● Exercise
Sift the listing for lines that hold the string "below" and pull them out.

================

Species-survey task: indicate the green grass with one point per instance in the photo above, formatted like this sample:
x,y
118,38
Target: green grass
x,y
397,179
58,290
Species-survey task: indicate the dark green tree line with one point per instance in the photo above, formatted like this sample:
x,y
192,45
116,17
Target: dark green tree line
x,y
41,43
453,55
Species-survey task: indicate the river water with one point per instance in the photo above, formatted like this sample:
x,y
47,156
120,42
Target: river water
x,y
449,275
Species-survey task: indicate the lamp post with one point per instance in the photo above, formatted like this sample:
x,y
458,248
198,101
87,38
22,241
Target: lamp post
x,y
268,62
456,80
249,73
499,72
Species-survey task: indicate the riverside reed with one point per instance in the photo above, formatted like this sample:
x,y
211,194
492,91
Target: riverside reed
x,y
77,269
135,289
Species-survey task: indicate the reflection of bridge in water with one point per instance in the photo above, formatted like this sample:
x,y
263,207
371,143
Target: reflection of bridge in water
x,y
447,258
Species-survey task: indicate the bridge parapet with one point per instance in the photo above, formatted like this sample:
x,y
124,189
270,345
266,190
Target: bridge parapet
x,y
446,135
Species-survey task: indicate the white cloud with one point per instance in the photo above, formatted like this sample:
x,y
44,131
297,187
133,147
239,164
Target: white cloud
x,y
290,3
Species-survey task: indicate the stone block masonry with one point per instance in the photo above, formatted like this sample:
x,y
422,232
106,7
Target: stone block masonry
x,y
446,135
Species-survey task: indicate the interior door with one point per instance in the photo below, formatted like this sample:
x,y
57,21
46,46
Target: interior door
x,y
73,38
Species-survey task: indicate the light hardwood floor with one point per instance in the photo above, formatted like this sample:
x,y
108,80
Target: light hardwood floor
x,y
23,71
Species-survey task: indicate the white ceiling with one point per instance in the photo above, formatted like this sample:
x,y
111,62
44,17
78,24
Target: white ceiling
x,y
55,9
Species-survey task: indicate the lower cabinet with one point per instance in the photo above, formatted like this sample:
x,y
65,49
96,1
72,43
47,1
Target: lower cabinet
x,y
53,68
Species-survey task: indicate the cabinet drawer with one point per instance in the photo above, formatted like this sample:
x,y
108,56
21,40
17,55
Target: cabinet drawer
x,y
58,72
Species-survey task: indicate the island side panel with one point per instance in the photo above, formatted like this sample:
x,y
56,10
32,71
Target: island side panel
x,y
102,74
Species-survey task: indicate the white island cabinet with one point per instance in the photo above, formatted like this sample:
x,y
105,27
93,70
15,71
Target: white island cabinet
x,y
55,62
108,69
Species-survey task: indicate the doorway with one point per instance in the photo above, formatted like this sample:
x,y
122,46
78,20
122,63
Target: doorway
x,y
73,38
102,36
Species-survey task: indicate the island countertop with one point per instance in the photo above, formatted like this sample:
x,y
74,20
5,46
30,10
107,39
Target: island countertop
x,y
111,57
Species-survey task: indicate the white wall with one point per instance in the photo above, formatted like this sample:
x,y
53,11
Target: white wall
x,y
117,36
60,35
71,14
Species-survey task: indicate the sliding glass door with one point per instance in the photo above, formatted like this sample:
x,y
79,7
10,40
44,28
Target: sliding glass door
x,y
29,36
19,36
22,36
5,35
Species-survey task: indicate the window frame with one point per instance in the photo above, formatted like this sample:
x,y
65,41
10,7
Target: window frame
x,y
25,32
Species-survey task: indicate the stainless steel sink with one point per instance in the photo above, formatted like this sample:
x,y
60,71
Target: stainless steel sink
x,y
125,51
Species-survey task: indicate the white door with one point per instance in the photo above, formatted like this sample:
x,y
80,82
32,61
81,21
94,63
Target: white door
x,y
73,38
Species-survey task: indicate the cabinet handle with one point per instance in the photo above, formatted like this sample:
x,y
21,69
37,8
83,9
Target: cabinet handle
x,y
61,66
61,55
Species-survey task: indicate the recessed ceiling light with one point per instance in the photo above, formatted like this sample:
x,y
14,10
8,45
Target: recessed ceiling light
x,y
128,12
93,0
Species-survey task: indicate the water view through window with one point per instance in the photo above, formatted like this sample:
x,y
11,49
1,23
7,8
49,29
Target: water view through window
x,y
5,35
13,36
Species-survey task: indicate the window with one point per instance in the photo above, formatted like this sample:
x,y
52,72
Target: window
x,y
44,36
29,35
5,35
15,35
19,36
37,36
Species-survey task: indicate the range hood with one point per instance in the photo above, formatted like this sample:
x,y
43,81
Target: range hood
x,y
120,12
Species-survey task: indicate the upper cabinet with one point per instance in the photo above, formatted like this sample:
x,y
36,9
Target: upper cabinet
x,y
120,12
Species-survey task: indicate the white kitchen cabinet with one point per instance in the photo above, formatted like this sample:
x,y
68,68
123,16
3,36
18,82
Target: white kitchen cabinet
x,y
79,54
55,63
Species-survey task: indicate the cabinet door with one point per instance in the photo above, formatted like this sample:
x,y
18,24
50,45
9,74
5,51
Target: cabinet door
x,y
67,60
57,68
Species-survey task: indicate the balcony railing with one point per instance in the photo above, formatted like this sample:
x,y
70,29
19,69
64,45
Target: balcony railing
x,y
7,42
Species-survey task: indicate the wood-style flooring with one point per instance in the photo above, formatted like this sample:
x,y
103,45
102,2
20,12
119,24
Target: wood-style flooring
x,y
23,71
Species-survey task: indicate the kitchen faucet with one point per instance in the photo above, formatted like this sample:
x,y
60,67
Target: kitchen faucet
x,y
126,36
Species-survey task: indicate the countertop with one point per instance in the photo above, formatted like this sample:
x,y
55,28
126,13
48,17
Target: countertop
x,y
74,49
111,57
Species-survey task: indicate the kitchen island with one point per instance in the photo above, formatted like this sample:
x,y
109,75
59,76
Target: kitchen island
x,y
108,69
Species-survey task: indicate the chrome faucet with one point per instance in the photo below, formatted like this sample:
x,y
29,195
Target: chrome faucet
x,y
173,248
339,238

================

● Exercise solution
Species-survey task: indicate the interior door with one point per instance in the photo below, formatted like this sample:
Species-survey task: indicate the chrome faucet with one point per instance in the photo below, formatted like this sample:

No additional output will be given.